Which lines in the rows below contain the string "position"? Copy out each of those lines, treating uppercase and lowercase letters as different.

▶ [The input]
********

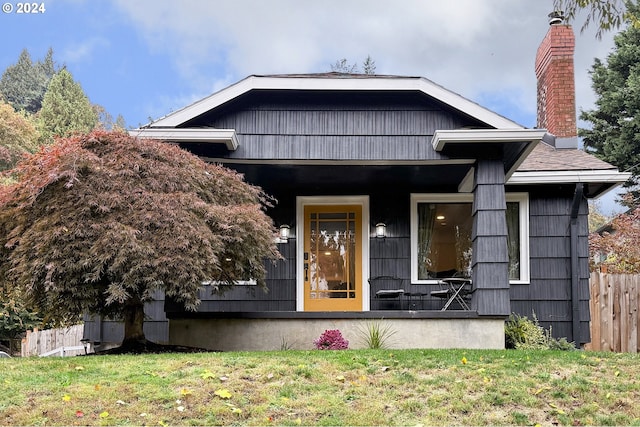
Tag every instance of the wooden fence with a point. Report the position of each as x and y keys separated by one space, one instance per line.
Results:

********

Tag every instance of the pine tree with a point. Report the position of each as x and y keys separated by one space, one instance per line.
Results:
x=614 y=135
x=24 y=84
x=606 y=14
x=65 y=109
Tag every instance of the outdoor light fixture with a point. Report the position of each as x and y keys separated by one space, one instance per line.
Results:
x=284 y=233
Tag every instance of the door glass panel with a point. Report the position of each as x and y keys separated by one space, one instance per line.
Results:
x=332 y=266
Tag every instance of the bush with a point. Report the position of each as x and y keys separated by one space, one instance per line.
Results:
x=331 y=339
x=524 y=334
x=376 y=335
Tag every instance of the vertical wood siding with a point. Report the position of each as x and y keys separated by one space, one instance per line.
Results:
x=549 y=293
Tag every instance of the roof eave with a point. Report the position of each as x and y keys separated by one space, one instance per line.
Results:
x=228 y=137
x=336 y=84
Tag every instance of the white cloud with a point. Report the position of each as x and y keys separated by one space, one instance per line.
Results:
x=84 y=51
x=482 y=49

********

▶ [Solution to the exercise]
Tag every instance of the wooden fence with a point. Report the position of each as x and y keys separated by one space, one instance per line.
Tag every instance of the pine tree with a point. Report the position of each as x and y keys separated by one space, one instance per line.
Tag every instance of the outdoor light fixture with a point. Report the position of each as x and y keys separated by one space, one instance per line.
Tag every instance of the door glass panel with a point. Report the position of each as x and y keys separated by one space, one instance per line.
Tag every instance of the bush with a point. Report the position of each as x and y keys separated by one space, one instance per line.
Tag every instance of the vertical wood siding with a point. Report the position of each as x and y keys separated by one space, one instance per line.
Tag every instance of the roof eave with a point. Report the position of each as x and y keys separated by one space, one instance per line.
Tag every instance of the white cloud with a point. Report the position of each as x and y keys separated by one space, one instance per line.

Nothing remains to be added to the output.